══ SOURCE PASSAGE ══
Identify the Cause of Your Difficulties

Golden says an important step in feeling more comfortable with your feelings and opening up about those feelings is identifying the cause of your difficulties. There are plenty of reasons that may explain why it’s so hard for you to open up, but there are a few specific possibilities, which tend to lie at the roots. He explains these possibilities below:

    1) Difficulty in knowing exactly how we feel.
    “For example, you may feel hurt, but it’s helpful to be more precise. Ask yourself if you’re experiencing feelings such as sadness, rejection, disrespect, or shame. Clarifying your feelings helps you connect with yourself, the values you have, and those you wish to live by. Similarly, stating your specific feelings increases the likelihood of being understood by others.”

    2) Feeling that you’re the only one who has such feelings.
    “Regardless of how different you feel than other people, remember that feelings are a part of being human. You are not alone.”

    3) You have inner dialogue that tells you it’s weak to express feelings.
═══
══ AVAILABLE DATA ══
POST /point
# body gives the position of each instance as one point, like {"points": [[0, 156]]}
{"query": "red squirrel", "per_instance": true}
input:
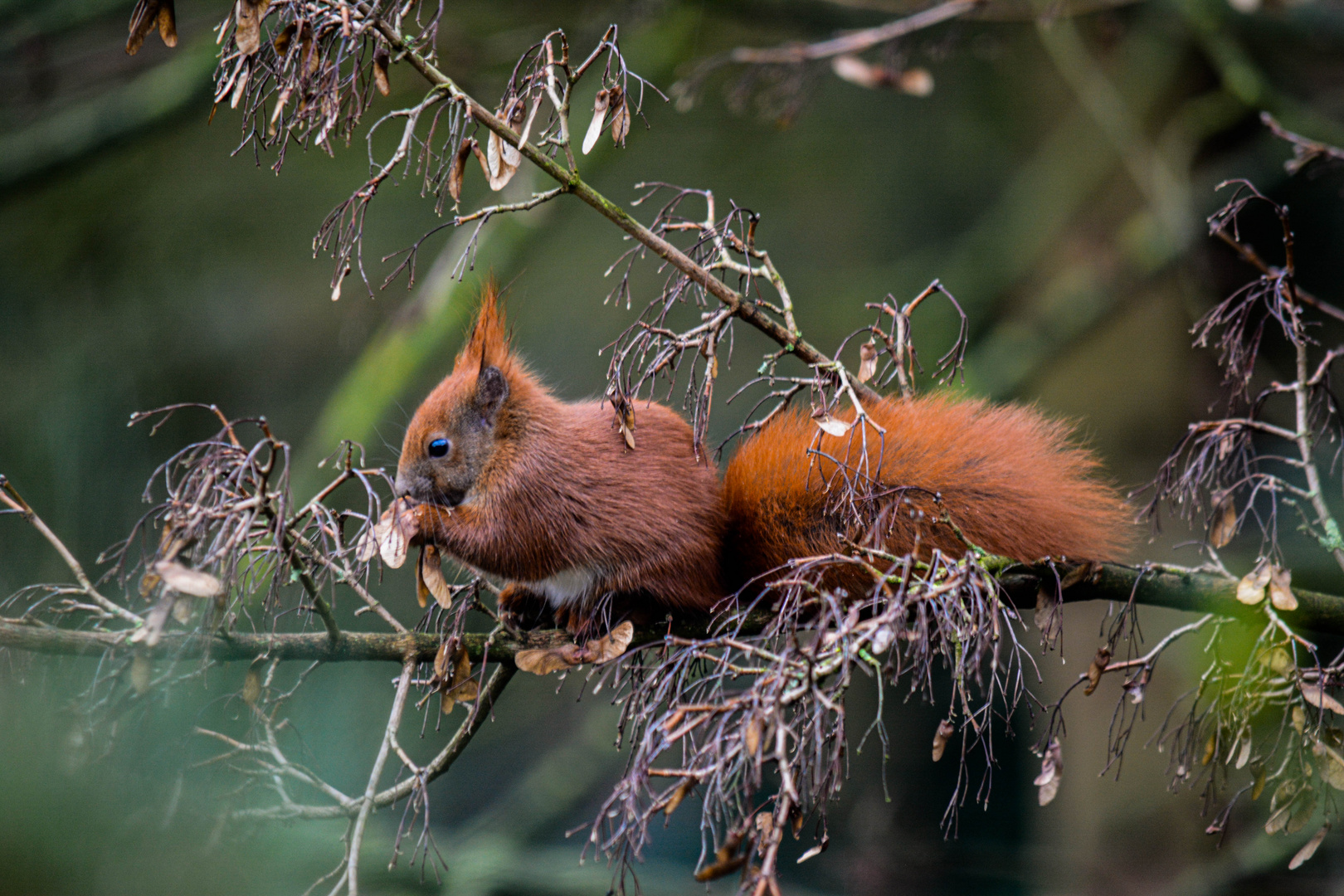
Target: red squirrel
{"points": [[518, 484]]}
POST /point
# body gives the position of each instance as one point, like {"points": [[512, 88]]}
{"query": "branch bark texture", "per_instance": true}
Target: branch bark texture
{"points": [[1153, 586]]}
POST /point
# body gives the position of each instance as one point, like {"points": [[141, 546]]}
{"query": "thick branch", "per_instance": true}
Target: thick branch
{"points": [[1153, 586]]}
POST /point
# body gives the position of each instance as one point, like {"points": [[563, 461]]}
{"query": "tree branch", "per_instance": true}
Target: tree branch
{"points": [[1157, 586]]}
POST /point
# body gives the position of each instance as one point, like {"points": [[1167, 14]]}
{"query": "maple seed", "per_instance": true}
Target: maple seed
{"points": [[594, 130], [917, 82], [1281, 589], [167, 23], [1250, 590], [1309, 848], [455, 173], [620, 116], [453, 676], [940, 738], [251, 685], [190, 582], [431, 575], [1315, 694], [830, 426], [247, 32], [1225, 522]]}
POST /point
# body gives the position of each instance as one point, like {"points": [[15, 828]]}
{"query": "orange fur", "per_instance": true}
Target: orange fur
{"points": [[1006, 476], [558, 504], [544, 494]]}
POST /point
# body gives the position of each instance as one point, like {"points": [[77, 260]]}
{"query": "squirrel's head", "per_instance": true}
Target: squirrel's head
{"points": [[457, 429]]}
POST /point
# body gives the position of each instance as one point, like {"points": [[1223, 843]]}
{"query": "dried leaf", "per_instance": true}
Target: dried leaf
{"points": [[1309, 848], [543, 661], [1224, 527], [1049, 617], [1278, 661], [381, 60], [1315, 694], [368, 544], [421, 589], [455, 681], [816, 850], [867, 362], [830, 426], [1252, 587], [143, 19], [1079, 574], [167, 23], [917, 82], [1281, 589], [940, 738], [251, 684], [752, 735], [1096, 670], [679, 794], [140, 672], [459, 169], [594, 130], [620, 116], [1051, 772], [763, 824], [609, 646], [247, 32], [190, 582], [284, 39], [858, 71], [724, 860]]}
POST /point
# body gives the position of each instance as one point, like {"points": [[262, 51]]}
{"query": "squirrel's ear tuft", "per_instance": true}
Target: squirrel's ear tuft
{"points": [[488, 343], [491, 391]]}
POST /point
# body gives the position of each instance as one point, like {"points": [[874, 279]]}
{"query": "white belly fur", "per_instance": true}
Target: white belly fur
{"points": [[570, 586]]}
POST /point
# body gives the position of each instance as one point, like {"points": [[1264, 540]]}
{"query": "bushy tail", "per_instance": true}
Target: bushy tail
{"points": [[1007, 477]]}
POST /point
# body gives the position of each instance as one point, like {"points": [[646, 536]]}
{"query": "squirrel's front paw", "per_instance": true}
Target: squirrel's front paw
{"points": [[520, 609]]}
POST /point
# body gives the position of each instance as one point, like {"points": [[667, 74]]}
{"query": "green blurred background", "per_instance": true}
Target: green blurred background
{"points": [[1055, 180]]}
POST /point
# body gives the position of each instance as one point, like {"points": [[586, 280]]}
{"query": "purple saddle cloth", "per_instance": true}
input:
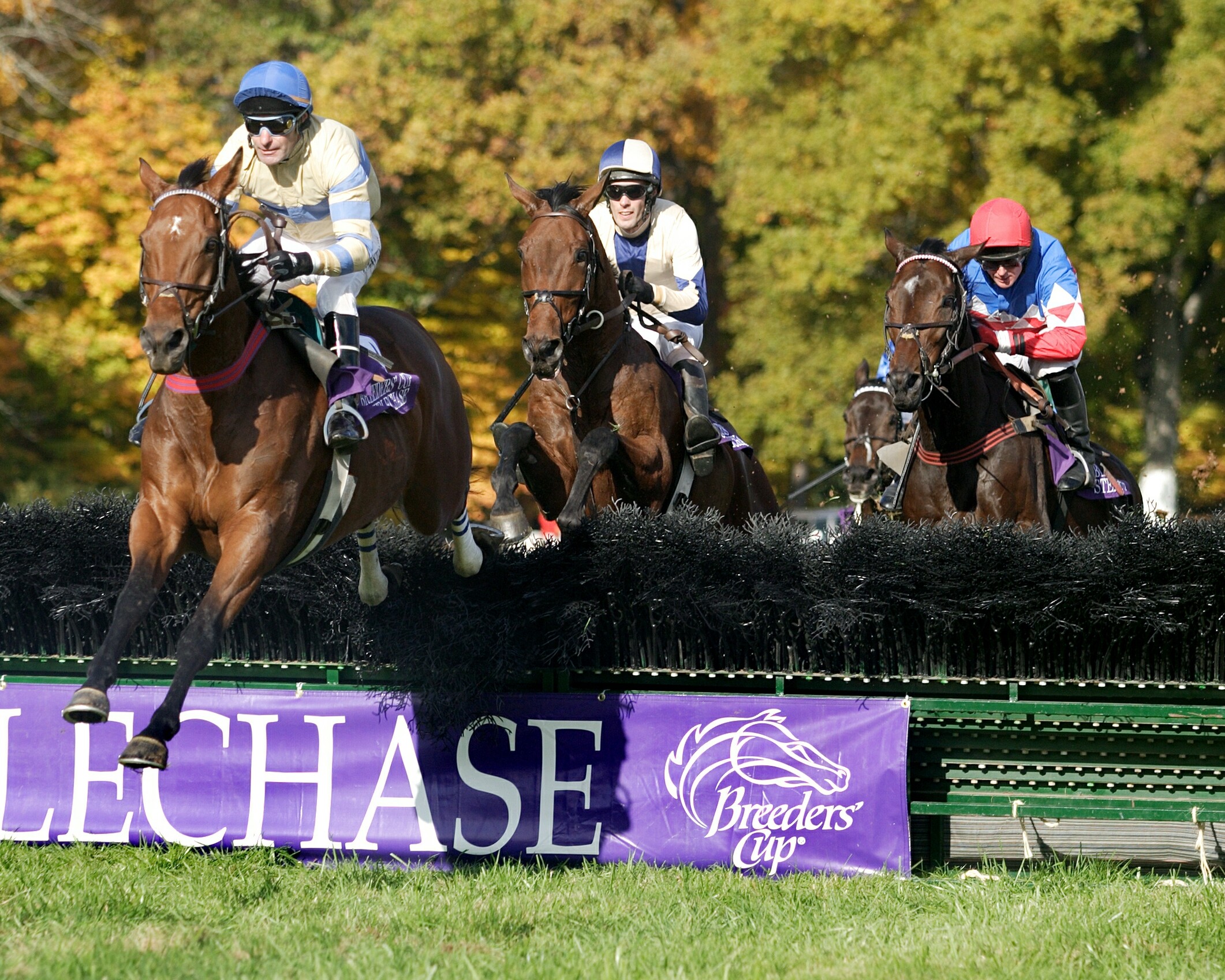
═══
### TASK REQUIREMENTS
In the passage on opening up about feelings, retype the part that opens with the words containing "Identify the Cause" and closes with "how we feel.". Work from the passage on opening up about feelings alone and leave the material aside.

### PROBLEM SOLUTION
Identify the Cause of Your Difficulties

Golden says an important step in feeling more comfortable with your feelings and opening up about those feelings is identifying the cause of your difficulties. There are plenty of reasons that may explain why it’s so hard for you to open up, but there are a few specific possibilities, which tend to lie at the roots. He explains these possibilities below:

    1) Difficulty in knowing exactly how we feel.